── Entries supplied ──

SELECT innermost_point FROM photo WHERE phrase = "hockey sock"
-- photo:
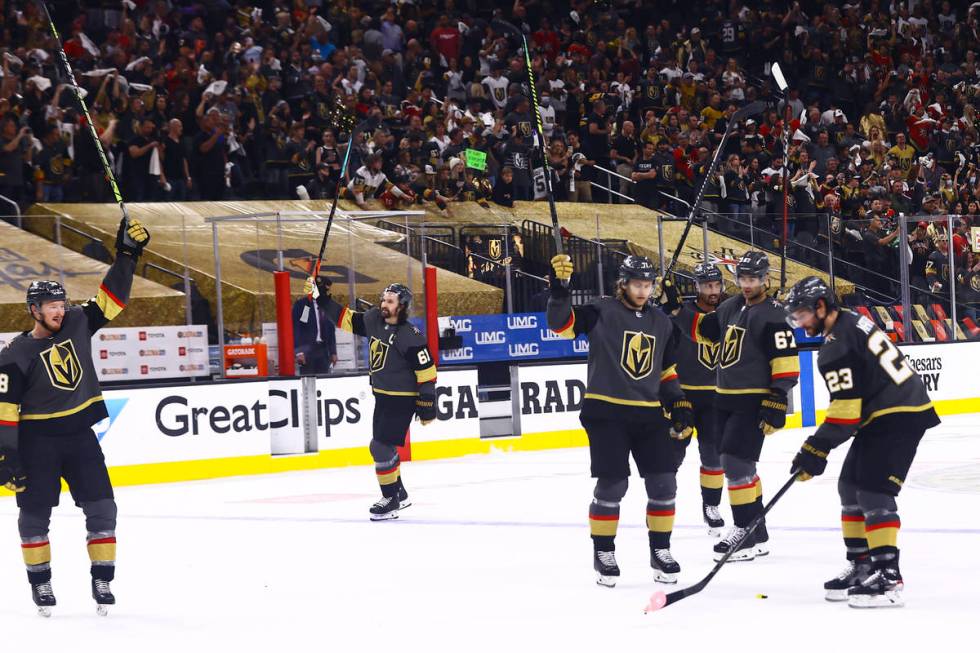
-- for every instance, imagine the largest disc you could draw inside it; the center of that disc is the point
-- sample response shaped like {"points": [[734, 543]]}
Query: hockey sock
{"points": [[712, 481], [660, 522], [388, 476], [37, 557], [102, 553], [881, 529], [853, 529], [741, 496], [603, 521]]}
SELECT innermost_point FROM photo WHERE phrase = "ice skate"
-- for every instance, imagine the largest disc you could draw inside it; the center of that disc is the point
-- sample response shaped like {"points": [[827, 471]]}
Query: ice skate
{"points": [[856, 572], [712, 519], [605, 565], [665, 568], [385, 508], [883, 589], [43, 597], [745, 546]]}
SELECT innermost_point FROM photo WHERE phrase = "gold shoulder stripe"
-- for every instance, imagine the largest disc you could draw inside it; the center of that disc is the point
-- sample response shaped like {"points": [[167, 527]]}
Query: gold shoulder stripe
{"points": [[64, 413], [108, 303], [622, 402], [844, 411], [426, 375], [785, 366], [9, 413]]}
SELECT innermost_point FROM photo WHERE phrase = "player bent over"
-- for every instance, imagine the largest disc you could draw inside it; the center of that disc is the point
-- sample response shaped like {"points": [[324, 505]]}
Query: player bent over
{"points": [[876, 398], [49, 401], [757, 368], [696, 363], [632, 380], [403, 377]]}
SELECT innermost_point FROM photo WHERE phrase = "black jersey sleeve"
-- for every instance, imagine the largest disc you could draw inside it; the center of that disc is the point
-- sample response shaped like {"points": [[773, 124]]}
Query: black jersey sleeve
{"points": [[113, 294], [343, 316], [12, 382]]}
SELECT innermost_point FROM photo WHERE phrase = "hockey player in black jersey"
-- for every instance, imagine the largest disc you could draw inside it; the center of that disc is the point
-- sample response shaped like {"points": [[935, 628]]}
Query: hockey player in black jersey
{"points": [[696, 363], [403, 377], [879, 400], [632, 386], [49, 401], [757, 368]]}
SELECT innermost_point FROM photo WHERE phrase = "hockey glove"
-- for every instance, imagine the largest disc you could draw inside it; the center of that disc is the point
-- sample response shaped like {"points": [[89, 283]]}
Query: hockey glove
{"points": [[11, 474], [131, 238], [810, 461], [562, 264], [772, 412], [425, 407], [681, 419]]}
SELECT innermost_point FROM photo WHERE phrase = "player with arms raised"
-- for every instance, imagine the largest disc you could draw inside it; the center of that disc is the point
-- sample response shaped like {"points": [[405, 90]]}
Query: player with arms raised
{"points": [[876, 398], [632, 381]]}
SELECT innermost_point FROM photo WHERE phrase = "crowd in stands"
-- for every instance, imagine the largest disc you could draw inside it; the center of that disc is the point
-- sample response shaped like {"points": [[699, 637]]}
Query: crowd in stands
{"points": [[215, 99]]}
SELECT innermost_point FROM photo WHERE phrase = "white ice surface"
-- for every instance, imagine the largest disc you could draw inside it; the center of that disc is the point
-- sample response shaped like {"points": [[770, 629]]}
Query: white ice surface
{"points": [[494, 555]]}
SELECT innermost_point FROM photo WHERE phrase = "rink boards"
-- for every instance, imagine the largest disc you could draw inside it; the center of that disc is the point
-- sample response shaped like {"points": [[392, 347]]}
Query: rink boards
{"points": [[201, 431]]}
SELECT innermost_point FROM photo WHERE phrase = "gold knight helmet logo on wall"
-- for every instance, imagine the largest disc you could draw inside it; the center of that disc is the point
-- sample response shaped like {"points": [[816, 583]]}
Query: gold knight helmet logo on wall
{"points": [[637, 355], [62, 365], [379, 353], [731, 347]]}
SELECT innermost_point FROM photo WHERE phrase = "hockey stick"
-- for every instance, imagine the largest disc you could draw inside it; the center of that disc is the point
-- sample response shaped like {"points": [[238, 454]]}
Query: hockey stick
{"points": [[749, 110], [88, 119], [343, 120], [539, 131], [661, 600]]}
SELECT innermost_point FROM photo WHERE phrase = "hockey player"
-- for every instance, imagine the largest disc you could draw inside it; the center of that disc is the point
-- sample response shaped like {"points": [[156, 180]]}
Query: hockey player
{"points": [[757, 368], [632, 381], [403, 377], [49, 400], [879, 400], [366, 181], [696, 363]]}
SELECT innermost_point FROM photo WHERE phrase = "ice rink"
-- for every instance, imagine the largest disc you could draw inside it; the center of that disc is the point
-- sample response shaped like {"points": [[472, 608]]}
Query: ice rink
{"points": [[493, 555]]}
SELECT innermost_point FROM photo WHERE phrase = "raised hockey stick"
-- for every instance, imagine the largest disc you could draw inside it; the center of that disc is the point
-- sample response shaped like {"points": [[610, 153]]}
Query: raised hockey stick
{"points": [[88, 119], [747, 111], [538, 130], [344, 121], [661, 600]]}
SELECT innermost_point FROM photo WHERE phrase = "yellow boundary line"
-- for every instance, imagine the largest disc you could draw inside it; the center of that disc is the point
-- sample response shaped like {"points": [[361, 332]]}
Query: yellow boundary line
{"points": [[197, 470]]}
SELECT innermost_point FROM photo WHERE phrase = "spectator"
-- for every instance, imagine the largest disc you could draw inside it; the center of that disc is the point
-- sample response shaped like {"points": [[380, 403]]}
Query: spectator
{"points": [[314, 335]]}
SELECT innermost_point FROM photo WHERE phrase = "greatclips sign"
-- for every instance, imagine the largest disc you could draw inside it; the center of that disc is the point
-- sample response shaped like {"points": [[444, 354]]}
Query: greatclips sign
{"points": [[515, 337]]}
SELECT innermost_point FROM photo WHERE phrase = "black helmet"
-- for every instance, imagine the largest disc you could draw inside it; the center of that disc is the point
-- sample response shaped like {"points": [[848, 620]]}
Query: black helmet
{"points": [[805, 293], [45, 291], [404, 294], [636, 267], [705, 272], [752, 264]]}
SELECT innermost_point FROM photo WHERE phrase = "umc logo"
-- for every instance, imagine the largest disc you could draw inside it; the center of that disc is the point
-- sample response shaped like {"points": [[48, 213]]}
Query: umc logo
{"points": [[491, 337], [522, 322], [62, 365]]}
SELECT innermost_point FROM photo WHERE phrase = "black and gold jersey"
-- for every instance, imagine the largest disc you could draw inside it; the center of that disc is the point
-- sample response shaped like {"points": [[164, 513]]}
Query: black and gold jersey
{"points": [[756, 349], [631, 365], [696, 361], [49, 386], [398, 357], [867, 378]]}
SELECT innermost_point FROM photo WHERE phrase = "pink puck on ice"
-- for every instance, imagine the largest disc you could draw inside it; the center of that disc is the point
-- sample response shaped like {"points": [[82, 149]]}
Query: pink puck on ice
{"points": [[657, 601]]}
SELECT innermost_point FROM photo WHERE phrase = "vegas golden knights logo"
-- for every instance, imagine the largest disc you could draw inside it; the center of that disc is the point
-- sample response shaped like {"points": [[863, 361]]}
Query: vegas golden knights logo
{"points": [[379, 353], [62, 365], [731, 347], [708, 354], [637, 355]]}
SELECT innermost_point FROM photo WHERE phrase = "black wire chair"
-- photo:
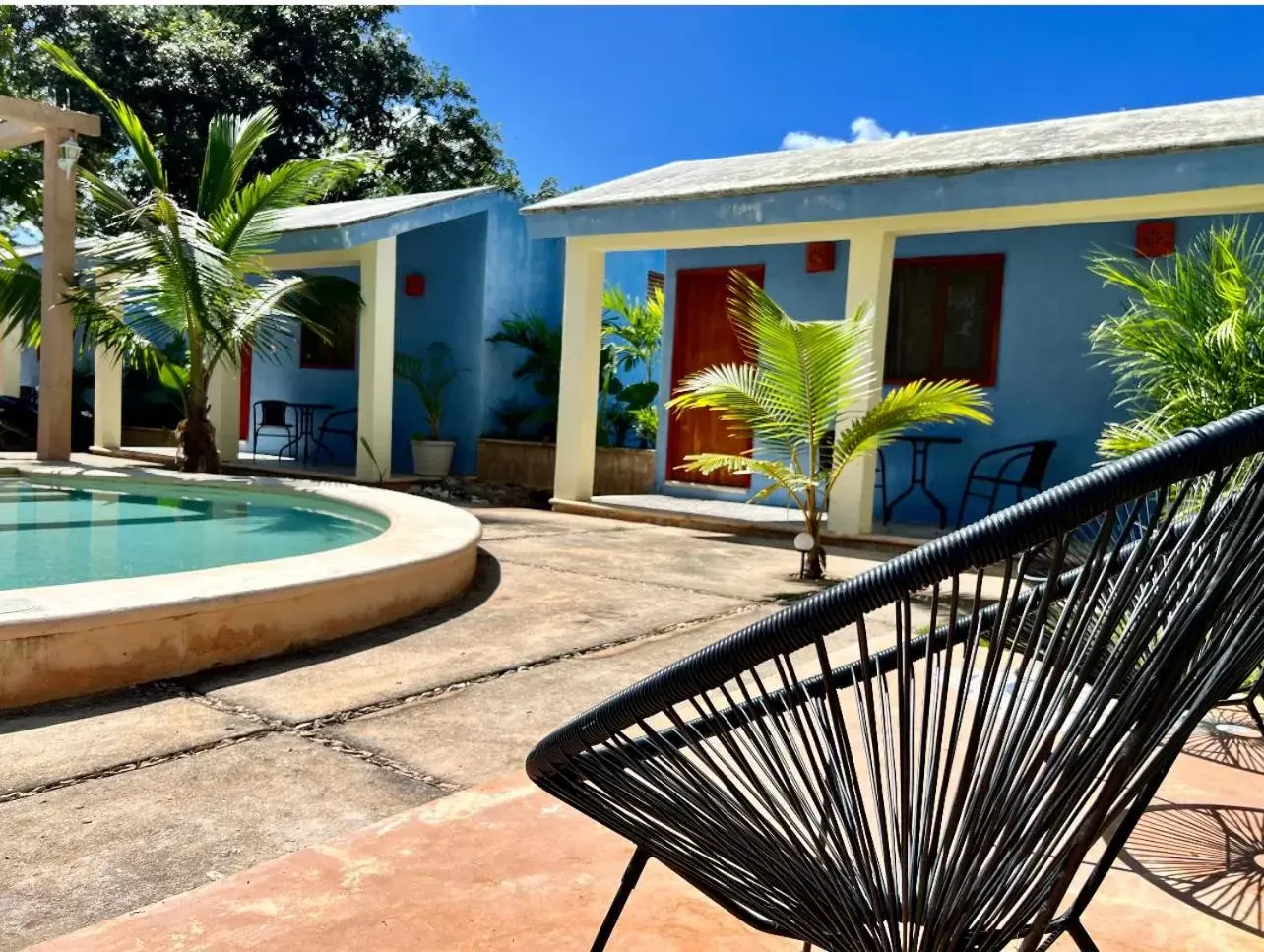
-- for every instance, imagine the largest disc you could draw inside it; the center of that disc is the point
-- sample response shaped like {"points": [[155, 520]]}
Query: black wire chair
{"points": [[944, 791], [1020, 468], [275, 414]]}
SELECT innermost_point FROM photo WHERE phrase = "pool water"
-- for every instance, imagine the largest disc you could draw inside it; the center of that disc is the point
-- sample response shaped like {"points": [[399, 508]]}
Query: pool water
{"points": [[52, 535]]}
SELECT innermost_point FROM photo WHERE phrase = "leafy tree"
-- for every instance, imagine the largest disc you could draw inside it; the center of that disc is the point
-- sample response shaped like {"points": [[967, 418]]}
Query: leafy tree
{"points": [[1189, 347], [338, 77], [190, 272], [800, 379]]}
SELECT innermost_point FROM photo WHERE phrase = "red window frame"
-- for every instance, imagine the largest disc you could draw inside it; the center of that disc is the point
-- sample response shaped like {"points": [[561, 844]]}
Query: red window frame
{"points": [[946, 266]]}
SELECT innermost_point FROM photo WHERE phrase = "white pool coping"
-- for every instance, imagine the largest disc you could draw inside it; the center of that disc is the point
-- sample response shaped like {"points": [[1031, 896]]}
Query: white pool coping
{"points": [[426, 546]]}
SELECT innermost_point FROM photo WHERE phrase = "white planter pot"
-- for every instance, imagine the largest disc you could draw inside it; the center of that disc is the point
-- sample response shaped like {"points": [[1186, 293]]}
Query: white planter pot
{"points": [[432, 458]]}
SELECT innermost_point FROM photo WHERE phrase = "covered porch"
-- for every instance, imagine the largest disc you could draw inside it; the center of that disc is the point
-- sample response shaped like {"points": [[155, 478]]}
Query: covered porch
{"points": [[1032, 200], [422, 265]]}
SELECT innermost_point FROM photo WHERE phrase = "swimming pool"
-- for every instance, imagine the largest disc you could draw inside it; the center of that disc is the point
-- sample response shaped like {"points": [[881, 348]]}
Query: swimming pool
{"points": [[56, 534]]}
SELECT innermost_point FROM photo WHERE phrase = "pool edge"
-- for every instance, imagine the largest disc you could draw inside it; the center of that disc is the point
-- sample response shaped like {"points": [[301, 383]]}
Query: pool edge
{"points": [[93, 636]]}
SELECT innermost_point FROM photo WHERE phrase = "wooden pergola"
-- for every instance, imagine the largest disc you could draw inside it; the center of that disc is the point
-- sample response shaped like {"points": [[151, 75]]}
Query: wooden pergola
{"points": [[25, 121]]}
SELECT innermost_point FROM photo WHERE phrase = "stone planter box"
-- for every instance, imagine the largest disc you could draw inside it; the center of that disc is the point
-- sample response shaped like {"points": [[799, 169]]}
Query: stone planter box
{"points": [[531, 464], [147, 436]]}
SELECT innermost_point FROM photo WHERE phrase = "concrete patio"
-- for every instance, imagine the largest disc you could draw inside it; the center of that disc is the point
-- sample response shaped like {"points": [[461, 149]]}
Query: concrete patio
{"points": [[379, 780]]}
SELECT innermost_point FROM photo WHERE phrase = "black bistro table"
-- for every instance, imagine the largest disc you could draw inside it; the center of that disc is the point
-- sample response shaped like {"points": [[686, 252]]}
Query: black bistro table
{"points": [[306, 431], [920, 446]]}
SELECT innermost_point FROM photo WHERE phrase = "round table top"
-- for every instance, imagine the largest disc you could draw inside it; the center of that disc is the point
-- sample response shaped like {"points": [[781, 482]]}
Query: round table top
{"points": [[942, 440]]}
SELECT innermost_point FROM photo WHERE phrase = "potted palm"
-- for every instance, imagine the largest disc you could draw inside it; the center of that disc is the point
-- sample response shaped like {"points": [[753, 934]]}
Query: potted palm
{"points": [[430, 374], [800, 381]]}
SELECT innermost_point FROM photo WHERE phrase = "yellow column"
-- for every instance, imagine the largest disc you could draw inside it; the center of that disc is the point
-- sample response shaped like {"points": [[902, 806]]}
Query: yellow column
{"points": [[57, 344], [868, 285], [375, 359], [223, 395], [580, 356], [10, 365], [106, 400]]}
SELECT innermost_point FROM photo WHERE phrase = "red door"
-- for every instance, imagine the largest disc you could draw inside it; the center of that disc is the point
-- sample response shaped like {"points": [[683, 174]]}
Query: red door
{"points": [[703, 338], [247, 359]]}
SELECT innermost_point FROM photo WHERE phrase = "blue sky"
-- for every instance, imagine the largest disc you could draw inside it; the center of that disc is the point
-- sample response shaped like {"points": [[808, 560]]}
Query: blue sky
{"points": [[591, 94]]}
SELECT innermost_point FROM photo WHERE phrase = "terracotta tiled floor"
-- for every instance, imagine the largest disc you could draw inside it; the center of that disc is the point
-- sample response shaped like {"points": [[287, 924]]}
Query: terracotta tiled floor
{"points": [[504, 867]]}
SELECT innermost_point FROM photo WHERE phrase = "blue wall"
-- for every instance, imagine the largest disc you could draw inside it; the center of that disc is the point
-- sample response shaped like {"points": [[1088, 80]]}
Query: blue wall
{"points": [[1048, 386], [277, 376], [479, 268], [452, 256]]}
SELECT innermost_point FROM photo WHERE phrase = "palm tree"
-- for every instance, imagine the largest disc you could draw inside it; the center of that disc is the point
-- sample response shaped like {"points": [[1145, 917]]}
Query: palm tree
{"points": [[163, 272], [633, 329], [1189, 347], [802, 378]]}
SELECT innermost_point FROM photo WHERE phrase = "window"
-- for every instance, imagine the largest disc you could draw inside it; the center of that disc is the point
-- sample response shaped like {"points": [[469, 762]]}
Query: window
{"points": [[337, 351], [944, 320]]}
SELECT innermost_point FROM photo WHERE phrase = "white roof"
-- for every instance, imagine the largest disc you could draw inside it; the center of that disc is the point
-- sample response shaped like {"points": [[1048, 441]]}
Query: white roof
{"points": [[1111, 134], [341, 214]]}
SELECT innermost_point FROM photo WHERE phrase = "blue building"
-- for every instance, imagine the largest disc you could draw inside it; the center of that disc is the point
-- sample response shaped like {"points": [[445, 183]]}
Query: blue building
{"points": [[443, 267], [969, 249]]}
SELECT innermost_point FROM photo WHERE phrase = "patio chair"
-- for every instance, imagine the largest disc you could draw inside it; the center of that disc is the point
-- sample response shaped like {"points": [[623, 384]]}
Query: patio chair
{"points": [[1020, 467], [341, 422], [275, 414], [899, 763]]}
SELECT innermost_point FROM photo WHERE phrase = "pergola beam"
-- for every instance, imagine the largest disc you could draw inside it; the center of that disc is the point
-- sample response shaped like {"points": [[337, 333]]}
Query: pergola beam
{"points": [[42, 115]]}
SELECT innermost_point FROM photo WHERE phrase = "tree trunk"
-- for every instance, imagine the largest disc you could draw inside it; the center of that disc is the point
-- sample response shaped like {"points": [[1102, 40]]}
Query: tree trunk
{"points": [[813, 565], [196, 437]]}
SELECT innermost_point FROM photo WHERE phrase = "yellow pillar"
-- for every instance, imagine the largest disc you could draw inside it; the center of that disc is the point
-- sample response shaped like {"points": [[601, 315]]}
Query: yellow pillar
{"points": [[10, 365], [223, 395], [57, 343], [375, 359], [868, 285], [580, 356], [106, 400]]}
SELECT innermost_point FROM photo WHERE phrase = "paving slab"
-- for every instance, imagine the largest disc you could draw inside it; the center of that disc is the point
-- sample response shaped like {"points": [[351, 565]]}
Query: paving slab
{"points": [[486, 730], [502, 523], [515, 614], [103, 848], [709, 561], [70, 738]]}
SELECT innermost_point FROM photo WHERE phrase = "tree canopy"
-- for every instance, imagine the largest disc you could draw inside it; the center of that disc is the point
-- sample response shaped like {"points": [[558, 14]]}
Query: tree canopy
{"points": [[339, 77]]}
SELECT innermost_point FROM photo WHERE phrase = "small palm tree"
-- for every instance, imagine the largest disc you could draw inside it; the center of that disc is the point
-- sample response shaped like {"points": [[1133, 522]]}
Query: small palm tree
{"points": [[1189, 347], [633, 329], [801, 379], [163, 272]]}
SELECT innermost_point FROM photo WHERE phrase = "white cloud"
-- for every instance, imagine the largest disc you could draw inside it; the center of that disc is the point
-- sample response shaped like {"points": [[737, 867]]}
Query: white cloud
{"points": [[863, 129]]}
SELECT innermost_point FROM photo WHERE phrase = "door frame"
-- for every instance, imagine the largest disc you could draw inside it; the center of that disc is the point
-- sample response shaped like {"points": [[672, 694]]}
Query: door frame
{"points": [[757, 272]]}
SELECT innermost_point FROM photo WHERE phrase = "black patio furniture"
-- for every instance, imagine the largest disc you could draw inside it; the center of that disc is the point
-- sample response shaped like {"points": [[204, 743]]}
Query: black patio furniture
{"points": [[306, 434], [946, 789], [920, 448], [1020, 467], [341, 422], [273, 414]]}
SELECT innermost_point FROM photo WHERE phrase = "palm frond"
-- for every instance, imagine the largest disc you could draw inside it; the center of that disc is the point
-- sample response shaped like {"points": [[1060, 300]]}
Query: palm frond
{"points": [[231, 142], [121, 112]]}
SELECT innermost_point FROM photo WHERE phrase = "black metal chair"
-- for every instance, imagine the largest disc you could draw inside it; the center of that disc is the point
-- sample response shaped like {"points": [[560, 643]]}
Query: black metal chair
{"points": [[1020, 467], [944, 791], [341, 422], [275, 414]]}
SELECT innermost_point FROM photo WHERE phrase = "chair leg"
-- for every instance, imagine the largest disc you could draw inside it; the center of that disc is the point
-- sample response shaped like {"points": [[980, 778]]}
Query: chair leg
{"points": [[636, 865], [1081, 937]]}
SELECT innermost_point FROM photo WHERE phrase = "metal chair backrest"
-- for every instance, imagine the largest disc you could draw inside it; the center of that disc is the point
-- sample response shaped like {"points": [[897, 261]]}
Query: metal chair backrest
{"points": [[272, 413], [1038, 464], [921, 757]]}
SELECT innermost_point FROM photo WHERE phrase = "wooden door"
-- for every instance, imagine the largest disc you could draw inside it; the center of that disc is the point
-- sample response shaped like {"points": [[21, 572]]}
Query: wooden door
{"points": [[703, 337], [244, 413]]}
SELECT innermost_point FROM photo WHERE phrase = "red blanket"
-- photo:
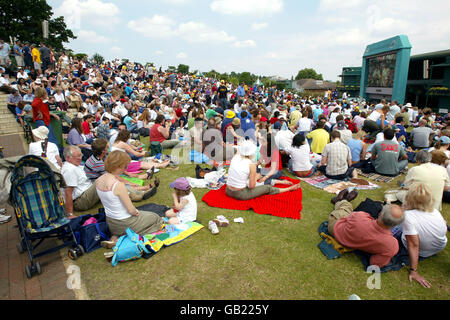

───

--- Problem details ---
Copy out the records word for word, from their start through the line containing "Query: hockey sock", with both ends included. Leave the pictures out.

--- Final result ---
SELECT innermost_point FROM photo WHERE phrase = "hockey sock"
-- photo:
-- for every instance, imagine the largest disc you could draw inside it; the center of that disc is the point
-- sample response shaped like {"points": [[734, 543]]}
Query: hockey sock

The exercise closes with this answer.